Exercise passage:
····················

Delayed, Less-Informed Approval Decisions Possible

Advisory committees are typically an important event late in the drug review process. The FDA does not have to call a committee meeting as part of an application review, but often will, particularly with new molecular entities, or if the benefit-risk analysis does not support a clear decision.

DiBiasi said advisory committees promote transparency “and are one of the most scientifically valuable and cost-efficient parts of the drug and device review process.”

“In just one day the FDA gets scientific advice from the best and brightest experts in healthcare,” he said. “We are concerned that weakening that process has the potential to ultimately jeopardize public health by having products approved without a positive benefit-risk profile or keeping products from the market that do, and no one wants that.”

Reshma Ramachandran, co-director of the Yale Collaboration for Regulatory Rigor, Integrity and Transparency and chair of the FDA Task Force for Doctors for America, said the delay or loss of these meetings is concerning.

“In the best-case scenario,” FDA can reschedule the meetings without impacting the timeline for approval decisions and patient access to a beneficial treatment or needed safety information, she told the Pink Sheet.

····················

Data:
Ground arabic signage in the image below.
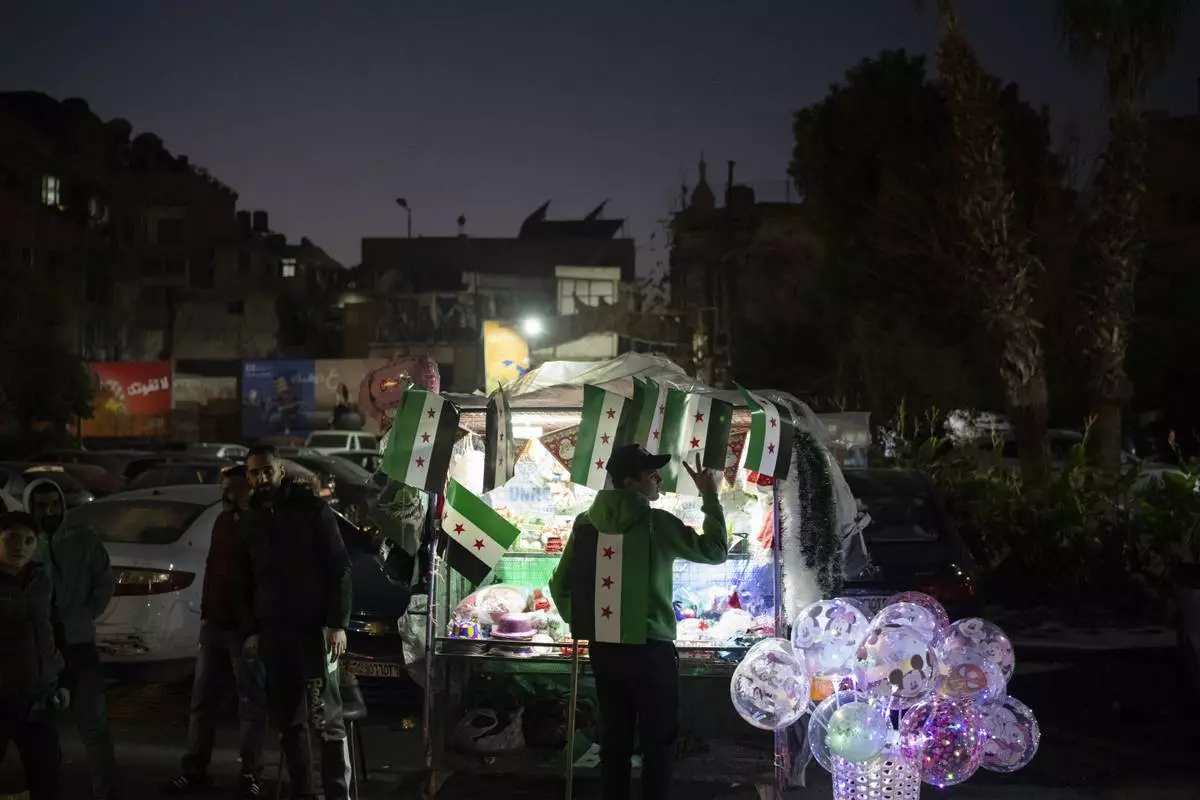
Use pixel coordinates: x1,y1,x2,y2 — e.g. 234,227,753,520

····················

Work order A: Decide whether each statement agrees with the passage on FDA advisory committees, answering yes or no and quoting the words from that passage that settle it. (i) The FDA must call an advisory committee meeting as part of every application review. (ii) DiBiasi called advisory committees one of the most cost-efficient parts of the drug and device review process. (iii) Ramachandran said the delay or loss of these meetings is concerning.
Work order B: Carry the passage on FDA advisory committees forward, starting after its final sentence.

Expected answer A:
(i) No: "The FDA does not have to call a committee meeting as part of an application review"
(ii) Yes: "one of the most scientifically valuable and cost-efficient parts of the drug and device review process"
(iii) Yes: "said the delay or loss of these meetings is concerning"

Expected answer B:
In the worst-case scenario, Ramachandran worries about the possibility for poor FDA decision-making.

“I’m worried that in those instances where there is disagreement among FDA reviewers about a particular candidate product, that instead of calling an expert advisory committee to deliberate and provide the agency with recommendations around a regulatory action, that instead FDA, in a rush to fulfill PDUFA timelines, will rush to make a decision,” she said.

“This could mean approving a drug or device with significant uncertainty or not taking a safety action around a medical product despite concerns,” Ramachandran added.

A lack of advisory committee meetings is not good for patients or providers “because those public meetings provide important information about risks and benefits, as well as what is known about the products and what isn’t known or isn’t proven,” said Diana Zuckerman, president of the National Center for Health Research.

Zuckerman also worried about FDA staff making difficult decisions at a time when federal workers “are concerned that anything they do or say could get them fired.”

“That can result in FDA staff not being candid about their views, and that could result in timid decisions and risky or ineffective products,” she said.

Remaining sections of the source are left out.